** BEGIN Given data **
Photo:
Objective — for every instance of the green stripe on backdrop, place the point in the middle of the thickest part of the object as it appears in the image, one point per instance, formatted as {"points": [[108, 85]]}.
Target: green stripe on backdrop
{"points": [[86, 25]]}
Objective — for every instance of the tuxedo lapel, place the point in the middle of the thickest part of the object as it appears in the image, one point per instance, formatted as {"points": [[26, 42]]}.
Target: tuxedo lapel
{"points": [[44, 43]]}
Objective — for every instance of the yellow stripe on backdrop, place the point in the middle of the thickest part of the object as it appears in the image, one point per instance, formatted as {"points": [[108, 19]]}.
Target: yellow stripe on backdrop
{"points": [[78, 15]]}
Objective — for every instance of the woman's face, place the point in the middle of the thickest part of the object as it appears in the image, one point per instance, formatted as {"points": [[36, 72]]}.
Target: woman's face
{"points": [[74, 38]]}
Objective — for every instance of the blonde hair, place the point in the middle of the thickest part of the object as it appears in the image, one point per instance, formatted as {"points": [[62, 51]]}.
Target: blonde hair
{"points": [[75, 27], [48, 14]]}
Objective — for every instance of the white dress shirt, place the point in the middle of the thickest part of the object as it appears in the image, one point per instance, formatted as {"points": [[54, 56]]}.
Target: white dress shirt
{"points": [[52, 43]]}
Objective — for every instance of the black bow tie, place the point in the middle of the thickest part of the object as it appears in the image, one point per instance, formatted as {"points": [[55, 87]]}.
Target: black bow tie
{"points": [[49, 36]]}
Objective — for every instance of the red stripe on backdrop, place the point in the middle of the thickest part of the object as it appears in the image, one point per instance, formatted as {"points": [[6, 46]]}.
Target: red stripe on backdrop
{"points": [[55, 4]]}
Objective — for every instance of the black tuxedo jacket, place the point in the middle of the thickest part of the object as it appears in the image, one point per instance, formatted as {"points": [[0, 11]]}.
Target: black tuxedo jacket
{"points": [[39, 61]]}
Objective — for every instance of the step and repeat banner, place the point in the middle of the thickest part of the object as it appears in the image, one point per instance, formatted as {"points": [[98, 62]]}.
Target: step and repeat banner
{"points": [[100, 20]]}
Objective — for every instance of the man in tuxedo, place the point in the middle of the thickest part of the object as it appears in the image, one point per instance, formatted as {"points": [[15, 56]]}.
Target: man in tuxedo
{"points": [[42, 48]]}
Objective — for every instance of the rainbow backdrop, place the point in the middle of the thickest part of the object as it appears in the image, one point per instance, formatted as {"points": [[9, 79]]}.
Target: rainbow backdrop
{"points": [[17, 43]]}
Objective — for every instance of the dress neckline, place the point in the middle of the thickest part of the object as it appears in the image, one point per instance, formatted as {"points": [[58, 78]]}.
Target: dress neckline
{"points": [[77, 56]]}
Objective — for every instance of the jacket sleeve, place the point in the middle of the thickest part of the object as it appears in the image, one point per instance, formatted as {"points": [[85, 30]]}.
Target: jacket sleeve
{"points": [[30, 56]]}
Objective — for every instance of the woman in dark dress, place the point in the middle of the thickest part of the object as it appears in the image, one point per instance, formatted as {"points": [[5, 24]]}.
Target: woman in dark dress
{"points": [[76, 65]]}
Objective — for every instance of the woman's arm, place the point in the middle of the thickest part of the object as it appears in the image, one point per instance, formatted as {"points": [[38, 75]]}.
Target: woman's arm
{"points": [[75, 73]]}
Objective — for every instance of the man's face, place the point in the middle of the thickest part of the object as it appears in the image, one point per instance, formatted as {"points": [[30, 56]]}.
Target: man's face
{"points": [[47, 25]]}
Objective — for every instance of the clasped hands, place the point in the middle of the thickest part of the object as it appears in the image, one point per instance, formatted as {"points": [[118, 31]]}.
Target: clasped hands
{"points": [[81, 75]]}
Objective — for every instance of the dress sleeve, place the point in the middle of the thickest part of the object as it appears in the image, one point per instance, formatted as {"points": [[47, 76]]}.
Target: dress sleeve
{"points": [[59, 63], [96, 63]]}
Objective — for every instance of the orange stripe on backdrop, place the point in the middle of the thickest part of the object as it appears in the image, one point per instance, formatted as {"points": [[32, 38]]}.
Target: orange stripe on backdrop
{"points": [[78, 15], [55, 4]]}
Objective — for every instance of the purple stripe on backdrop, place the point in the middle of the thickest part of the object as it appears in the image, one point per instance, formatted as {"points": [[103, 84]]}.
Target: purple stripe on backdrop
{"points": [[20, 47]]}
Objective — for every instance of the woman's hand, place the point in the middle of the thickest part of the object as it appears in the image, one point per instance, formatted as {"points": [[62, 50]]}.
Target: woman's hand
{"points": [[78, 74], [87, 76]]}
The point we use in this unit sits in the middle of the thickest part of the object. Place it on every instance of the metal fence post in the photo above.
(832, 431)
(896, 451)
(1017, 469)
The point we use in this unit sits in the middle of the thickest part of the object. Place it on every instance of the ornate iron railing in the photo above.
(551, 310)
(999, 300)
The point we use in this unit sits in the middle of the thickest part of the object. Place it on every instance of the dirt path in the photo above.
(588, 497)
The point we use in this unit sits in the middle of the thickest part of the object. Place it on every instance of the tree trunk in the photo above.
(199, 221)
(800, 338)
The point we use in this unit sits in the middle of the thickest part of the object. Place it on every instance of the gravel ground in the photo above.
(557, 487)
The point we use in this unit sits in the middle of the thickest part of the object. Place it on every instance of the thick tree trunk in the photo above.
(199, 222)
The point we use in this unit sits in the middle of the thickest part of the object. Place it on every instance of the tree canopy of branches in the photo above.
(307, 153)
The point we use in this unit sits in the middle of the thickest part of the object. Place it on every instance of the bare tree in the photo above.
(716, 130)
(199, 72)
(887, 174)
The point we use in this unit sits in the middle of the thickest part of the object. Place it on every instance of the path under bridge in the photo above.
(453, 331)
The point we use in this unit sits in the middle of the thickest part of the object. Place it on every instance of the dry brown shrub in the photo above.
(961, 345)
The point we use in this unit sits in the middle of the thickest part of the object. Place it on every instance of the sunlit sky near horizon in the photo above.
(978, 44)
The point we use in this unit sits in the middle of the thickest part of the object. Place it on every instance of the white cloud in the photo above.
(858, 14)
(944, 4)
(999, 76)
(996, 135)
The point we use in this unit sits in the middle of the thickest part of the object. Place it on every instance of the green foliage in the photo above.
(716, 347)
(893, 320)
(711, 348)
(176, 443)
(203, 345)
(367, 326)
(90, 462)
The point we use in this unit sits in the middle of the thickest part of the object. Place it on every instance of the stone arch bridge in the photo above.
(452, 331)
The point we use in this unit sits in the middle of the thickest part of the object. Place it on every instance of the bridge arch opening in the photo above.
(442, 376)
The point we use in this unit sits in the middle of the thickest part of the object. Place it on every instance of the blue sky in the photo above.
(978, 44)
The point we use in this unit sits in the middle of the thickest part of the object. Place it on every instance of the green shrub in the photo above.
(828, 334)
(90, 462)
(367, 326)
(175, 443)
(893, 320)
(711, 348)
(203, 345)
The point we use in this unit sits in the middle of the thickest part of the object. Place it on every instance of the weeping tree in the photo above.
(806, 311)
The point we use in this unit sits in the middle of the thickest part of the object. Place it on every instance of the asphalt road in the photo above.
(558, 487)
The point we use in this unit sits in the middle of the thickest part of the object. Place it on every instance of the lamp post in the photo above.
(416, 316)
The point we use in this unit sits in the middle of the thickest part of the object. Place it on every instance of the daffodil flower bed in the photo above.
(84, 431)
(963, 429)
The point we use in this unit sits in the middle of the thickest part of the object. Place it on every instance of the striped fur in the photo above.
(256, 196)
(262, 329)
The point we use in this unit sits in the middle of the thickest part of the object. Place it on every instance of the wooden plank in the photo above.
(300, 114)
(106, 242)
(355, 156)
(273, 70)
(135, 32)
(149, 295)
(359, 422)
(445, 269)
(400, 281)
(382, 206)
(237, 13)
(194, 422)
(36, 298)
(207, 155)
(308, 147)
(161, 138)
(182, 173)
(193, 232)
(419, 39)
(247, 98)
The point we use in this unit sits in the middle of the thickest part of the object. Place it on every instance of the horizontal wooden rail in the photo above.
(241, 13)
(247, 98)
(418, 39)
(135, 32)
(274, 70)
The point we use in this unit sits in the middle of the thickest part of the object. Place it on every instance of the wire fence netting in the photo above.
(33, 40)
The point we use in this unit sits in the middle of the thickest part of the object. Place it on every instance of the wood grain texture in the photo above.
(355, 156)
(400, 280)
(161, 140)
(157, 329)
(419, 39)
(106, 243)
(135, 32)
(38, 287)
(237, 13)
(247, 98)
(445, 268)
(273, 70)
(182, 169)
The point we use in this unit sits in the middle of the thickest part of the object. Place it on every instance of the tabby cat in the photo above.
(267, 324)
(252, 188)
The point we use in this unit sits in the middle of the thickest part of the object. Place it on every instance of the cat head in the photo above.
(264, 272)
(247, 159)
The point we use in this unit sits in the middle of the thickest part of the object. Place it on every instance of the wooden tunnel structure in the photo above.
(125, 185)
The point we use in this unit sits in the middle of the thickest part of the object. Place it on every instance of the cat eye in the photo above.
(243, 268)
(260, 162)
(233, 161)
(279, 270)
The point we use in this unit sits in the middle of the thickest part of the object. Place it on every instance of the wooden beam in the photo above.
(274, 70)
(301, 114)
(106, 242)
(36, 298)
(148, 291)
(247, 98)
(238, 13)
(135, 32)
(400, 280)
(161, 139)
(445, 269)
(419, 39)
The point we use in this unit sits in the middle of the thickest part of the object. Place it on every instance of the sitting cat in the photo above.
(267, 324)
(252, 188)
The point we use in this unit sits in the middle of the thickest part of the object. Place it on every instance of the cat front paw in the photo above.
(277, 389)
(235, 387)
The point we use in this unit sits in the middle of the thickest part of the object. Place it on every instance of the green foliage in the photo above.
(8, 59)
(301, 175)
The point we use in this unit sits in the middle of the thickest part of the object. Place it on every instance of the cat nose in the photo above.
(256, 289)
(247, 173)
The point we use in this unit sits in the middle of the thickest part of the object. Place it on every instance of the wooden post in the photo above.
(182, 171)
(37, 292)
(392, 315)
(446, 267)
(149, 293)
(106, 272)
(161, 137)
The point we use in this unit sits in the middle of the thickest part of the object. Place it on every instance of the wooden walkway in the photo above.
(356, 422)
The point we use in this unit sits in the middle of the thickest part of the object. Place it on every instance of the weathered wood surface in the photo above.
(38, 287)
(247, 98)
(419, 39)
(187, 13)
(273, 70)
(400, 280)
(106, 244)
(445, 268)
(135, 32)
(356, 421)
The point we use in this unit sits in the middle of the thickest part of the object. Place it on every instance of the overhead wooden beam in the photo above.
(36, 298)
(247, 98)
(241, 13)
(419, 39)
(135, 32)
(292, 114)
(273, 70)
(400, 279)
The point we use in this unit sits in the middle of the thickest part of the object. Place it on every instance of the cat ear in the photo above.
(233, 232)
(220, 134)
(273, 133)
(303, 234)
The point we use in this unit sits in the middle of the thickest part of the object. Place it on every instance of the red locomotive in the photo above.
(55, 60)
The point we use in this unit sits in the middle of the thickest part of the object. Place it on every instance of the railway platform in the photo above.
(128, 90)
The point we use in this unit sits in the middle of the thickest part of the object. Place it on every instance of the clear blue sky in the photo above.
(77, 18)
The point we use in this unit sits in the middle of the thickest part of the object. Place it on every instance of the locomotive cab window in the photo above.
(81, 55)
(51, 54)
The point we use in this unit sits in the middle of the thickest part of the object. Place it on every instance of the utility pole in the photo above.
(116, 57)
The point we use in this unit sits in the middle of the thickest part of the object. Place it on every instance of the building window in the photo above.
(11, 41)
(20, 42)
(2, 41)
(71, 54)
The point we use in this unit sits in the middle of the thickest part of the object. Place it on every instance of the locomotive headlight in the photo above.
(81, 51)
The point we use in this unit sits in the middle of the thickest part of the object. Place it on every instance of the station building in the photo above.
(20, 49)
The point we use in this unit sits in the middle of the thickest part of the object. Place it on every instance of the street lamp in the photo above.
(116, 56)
** END Given data **
_What is required_
Beginning at the start of the raw records and going on through the line with "Objective — for every instance of the green", turn those lines into a numbered list, with blank lines left out.

_Task result_
1. Photo:
2. Objective — for every instance of the green stripe on backdrop, place the point in the middle of the thickest part of the object as it appears in the image, one point per instance, formatted as {"points": [[108, 85]]}.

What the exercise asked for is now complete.